Task description: Repeat exactly each line of the data provided below.

Given data:

########

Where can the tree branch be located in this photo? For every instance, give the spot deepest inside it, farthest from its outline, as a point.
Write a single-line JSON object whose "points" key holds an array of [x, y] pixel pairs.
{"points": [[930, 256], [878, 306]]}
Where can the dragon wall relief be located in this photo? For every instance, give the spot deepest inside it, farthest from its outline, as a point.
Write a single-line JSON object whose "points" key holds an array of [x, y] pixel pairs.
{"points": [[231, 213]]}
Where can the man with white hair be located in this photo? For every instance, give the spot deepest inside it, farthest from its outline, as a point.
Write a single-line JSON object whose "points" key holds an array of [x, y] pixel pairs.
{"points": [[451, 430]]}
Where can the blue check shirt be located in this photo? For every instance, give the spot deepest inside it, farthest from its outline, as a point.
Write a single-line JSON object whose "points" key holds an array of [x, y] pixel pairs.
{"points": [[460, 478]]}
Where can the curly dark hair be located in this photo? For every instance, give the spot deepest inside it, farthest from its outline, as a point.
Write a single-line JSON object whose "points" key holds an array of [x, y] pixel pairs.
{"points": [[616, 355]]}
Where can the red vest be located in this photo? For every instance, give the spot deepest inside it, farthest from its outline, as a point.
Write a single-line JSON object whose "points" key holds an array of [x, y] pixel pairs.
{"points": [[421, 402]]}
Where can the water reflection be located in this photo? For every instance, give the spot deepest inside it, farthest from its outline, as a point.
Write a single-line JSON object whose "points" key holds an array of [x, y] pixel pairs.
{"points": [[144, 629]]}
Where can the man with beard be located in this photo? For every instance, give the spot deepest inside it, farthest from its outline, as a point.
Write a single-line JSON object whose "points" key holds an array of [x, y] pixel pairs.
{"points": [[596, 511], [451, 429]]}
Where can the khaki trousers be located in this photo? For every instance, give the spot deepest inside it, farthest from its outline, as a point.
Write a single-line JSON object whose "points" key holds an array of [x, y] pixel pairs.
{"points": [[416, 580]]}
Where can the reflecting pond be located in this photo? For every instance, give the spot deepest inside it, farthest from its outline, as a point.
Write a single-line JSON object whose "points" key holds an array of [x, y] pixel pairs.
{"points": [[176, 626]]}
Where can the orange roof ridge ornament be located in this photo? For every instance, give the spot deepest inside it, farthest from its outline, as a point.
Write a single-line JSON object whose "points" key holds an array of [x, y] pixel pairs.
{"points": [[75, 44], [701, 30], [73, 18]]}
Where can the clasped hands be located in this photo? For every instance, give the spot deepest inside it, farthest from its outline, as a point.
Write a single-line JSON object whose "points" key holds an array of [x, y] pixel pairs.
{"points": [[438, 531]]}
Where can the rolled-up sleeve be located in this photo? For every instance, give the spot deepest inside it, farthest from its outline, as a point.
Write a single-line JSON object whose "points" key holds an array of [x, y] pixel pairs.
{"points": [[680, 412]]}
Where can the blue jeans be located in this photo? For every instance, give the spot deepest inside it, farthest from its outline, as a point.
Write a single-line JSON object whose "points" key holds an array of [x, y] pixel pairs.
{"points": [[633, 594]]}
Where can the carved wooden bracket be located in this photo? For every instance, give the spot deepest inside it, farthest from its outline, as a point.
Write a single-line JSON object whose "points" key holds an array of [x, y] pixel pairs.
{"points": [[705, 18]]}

########

Solution to the problem:
Where can the tree branch be located in this photo? For every instance, give the spot deepest inside it, farthest from its outline, as a point.
Write a single-line JSON object whose "points" key holds an array of [x, y] pixel pairs.
{"points": [[930, 256], [878, 306]]}
Where can the dragon wall relief be located in this photo? For every instance, give the spot deepest inside it, farthest from its outline, as a point.
Write a single-line JSON object whose "points" key holds an array of [x, y] pixel pairs.
{"points": [[231, 213]]}
Where can the man with white hair be located in this photo? For every instance, give the spot deepest inside it, farthest from its outline, as a point.
Write a single-line JSON object whose "points" key holds an array of [x, y] pixel pairs.
{"points": [[451, 430]]}
Where can the blue check shirt be located in this photo? For every instance, give the spot deepest inside it, farthest from its outline, as a point.
Write a single-line JSON object whose "points" key holds an array of [x, y] pixel pairs.
{"points": [[460, 478]]}
Where can the curly dark hair be located in this photo? For every instance, give the spot deepest inside it, farthest from its outline, as a point.
Write a single-line JSON object whose "points" key holds an array of [x, y] pixel pairs.
{"points": [[616, 355]]}
Where can the red vest be located in this photo? For every instance, give the spot deepest inside it, farthest from its outline, as a point.
Write a single-line JSON object whose "points" key holds an array of [x, y] pixel pairs.
{"points": [[421, 402]]}
Where can the water reflection be located in this photo? For every instance, give the spot deepest inside it, farthest from its outline, as a point.
Write a single-line JSON object whose "points" key holds an array of [x, y] pixel pairs.
{"points": [[144, 629]]}
Where can the man with beard be located in this photo? For every instance, give the spot deepest inside it, farthest from its outline, as a point.
Write a single-line JSON object whose "points" key holds an array of [x, y] pixel pairs.
{"points": [[596, 511], [451, 429]]}
Where can the khaki trousers be located in this photo? For every instance, give the spot deepest inside it, farthest from its outline, as a point.
Write a single-line JSON object whose "points" key holds an array of [x, y] pixel pairs.
{"points": [[416, 580]]}
Where can the reflecting pond be located in this photo? For every instance, give the spot deepest inside it, farthest from its outline, as a point.
Write a single-line JSON object whose "points" key holds an array of [x, y] pixel pairs.
{"points": [[176, 626]]}
Where can the orange roof ridge ornament be located in this photo? For every instance, give the spot deepest inside it, farthest from its outline, as a point.
Write a single-line JSON object whose "points" key holds an array of [x, y] pixel pairs.
{"points": [[75, 44], [701, 30], [73, 18]]}
Where can the clasped hands be located in this photo? For every instance, give the spot deepest inside it, farthest from its outline, as a point.
Write a single-line JSON object whose "points" key holds an array of [x, y] pixel pairs.
{"points": [[438, 531]]}
Where can the rolled-up sleeve be located in this photo? For every instance, give the spot deepest inside it, farthest from its outline, as a point.
Write a single-line JSON object whose "points" key holds an array of [x, y] pixel pairs.
{"points": [[680, 412]]}
Where can the blue jeans be located in this photo? For every instance, give the spot deepest inside it, farthest from its outline, as a point.
Write a single-line JSON object whose "points" key holds an array of [x, y] pixel pairs.
{"points": [[633, 594]]}
Where can the carved wooden bracket be located in this photo? For every instance, give the spot deepest inside it, farthest from its outline, as a point.
Write a single-line JSON object whose "points" key holds an array of [x, y] pixel pairs.
{"points": [[705, 18]]}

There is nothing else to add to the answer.